[Saved data entries]
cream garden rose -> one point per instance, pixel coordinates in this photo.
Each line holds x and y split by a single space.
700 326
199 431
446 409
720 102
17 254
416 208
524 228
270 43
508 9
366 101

Requirement: Express these records as a two-column CSV with the headers "prompt" and "points", one row per record, holding its text and its answer in one quoted field each, with line breaks replaced by spaces.

Reply:
prompt,points
"cream garden rose -> one point per instance, pixel coordinates in this photo. Each line holds x and y split by a single space.","700 326 199 431 446 409 720 102 17 254 416 208 524 228 270 43 508 9 366 101"